Please pick out every line in the rows below that contains the word "water" and copy each of those lines.
━━━
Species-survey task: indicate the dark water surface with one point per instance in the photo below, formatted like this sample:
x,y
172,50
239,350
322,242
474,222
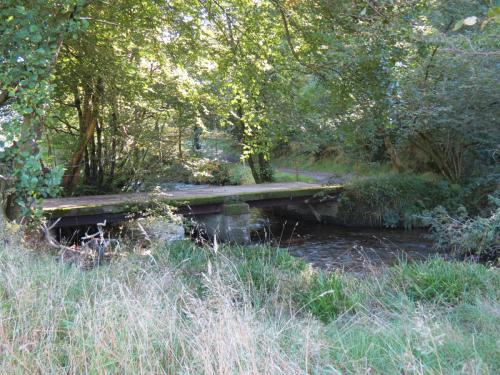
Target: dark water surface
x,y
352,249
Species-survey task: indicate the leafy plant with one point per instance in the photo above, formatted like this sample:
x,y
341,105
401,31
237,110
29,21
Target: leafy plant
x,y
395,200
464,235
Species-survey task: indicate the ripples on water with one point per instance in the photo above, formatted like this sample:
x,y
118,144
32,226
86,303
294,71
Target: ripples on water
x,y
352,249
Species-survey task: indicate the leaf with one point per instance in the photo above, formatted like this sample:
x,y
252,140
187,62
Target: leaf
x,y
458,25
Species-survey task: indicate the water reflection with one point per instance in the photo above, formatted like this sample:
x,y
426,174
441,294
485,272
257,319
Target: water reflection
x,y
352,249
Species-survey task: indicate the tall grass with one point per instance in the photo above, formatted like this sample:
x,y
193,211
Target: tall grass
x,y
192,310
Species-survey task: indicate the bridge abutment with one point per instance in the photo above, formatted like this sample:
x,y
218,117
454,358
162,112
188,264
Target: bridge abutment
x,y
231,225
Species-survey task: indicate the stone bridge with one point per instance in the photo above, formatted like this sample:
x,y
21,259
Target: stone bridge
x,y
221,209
━━━
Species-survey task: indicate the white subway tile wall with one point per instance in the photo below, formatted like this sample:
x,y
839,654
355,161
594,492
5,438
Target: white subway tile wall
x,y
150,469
━━━
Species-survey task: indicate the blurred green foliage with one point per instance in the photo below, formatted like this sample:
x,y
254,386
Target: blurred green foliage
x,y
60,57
━━━
▸ SOLUTION FOR THIS EXERCISE:
Species-survey task: indicate the dark water surface with one point per instance in the photo below, formatted like this sample:
Target: dark water surface
Species-survey task: indicate the ripples on water with one point per instance in the photo above, formatted like this sample:
Target: ripples on water
Species-survey task: indicate the water reflection with one point per instance in the photo above, formatted like this sample:
Target: water reflection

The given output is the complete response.